HANYA dalam waktu sekitar 20 menit aula di sebelah kiri ruang shalat utama di Masjid Raya London Timur (East London Mosque), Whitechapel, langsung terisi oleh tak kurang dari 500 orang.
Sebagian besar memang warga Inggris. Tapi ada juga yang berasal dari Mesir, Somalia, Nigeria, Malaysia, Singapura, Indonesia, India, Pakistan, Bangladesh, dan beberapa negara lain.
Pengurus masjid menyebutnya sebagai “buka puasa internasional” karena mereka berasal dari berbagai negara. Seorang relawan yang biasa membantu kegiatan masjid mengatakan ini adalah “buka puasa komunitas dunia”.
Mereka duduk lesehan menanti adzan Maghrib. Di hadapan mereka: kurma, air putih, nasi biryani hangat (biasanya dicampur daging ayam atau kambing), dan buah segar yang terdiri dari anggur dan semangka.
Setelah beberapa lama menunggu, terdengar suara adzan, yang menandakan berakhirnya puasa panjang. Sebab, Ramadhan tahun ini, seperti halnya tahun lalu, jatuh pada musim panas.

• Data Terkumpul:
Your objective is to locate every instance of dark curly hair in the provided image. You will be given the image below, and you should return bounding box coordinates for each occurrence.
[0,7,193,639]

• Daftar Tugas:
A. Jawablah pertanyaan berikut berdasarkan teks tentang buka puasa di Masjid Raya London Timur.
(i) Berapa banyak orang yang mengisi aula dalam waktu sekitar 20 menit?
(ii) Buah segar apa saja yang tersedia?
(iii) Pada musim apa Ramadhan tahun ini jatuh?
B. Sebutkan semua makanan dan minuman yang terhidang di hadapan para peserta menurut teks tentang buka puasa di Masjid Raya London Timur.
C. Lanjutkan teks tentang buka puasa di Masjid Raya London Timur, mulai setelah kalimat terakhirnya.

• Soal Terjawab:
A.
(i) Aula terisi oleh tak kurang dari 500 orang.
(ii) Buah segar yang tersedia adalah anggur dan semangka.
(iii) Ramadhan tahun ini jatuh pada musim panas.

B. Kurma, air putih, nasi biryani hangat, anggur, dan semangka.

C.
“Ini buka puasa pertama saya di East London Mosque… enak suasananya,” kata warga London yang baru tiba dari Malaysia, seperti disiarkan BBC, Senin (27/6/2016).
London, meski berstatus sebagai kota besar, bisa menjadi kota yang membuat “hati menjadi merasa kesepian”. Suasana komunitas seperti yang terlihat di masjid ini bisa menjadi obat.
Makanan berbuka disediakan secara cuma-cuma dan berasal dari donasi masyarakat.
Imam masjid, Sheikh Abdul Qayum, mengatakan mereka yang mampu sangat dianjurkan untuk memberi makanan berbuka puasa, terutama bagi orang-orang yang sangat memerlukan.
“Jika Anda diberi kelonggaran untuk menyediakan makanan berbuka puasa, gunakanlah kesempatan itu. Pahalanya akan sangat besar,” kata Qayum dalam tulisan khusus di majalah Ramadan yang diterbitkan East London Mosque.
Suasana Ramadhan yang kental tak hanya terasa di dalam masjid.
Ketika keluar dari stasiun kereta Whitechapel, langsung terlihat aneka promosi Ramadhan, misalnya restoran menawarkan paket berbuka puasa dan menempatkan meja-meja khusus berisi makanan yang dijual untuk dibawa pulang.
“Ini khusus selama Ramadan saja karena memang biasanya permintaan lebih banyak dari hari-hari biasa,” kata penjaga restoran Diana Fish and Chips.
Restoran ini utamanya memang menjual ikan dan kentang goreng, tapi juga ada ayam goreng, ayam bakar, samosa, dan kebab. Juga aneka kudapan manis.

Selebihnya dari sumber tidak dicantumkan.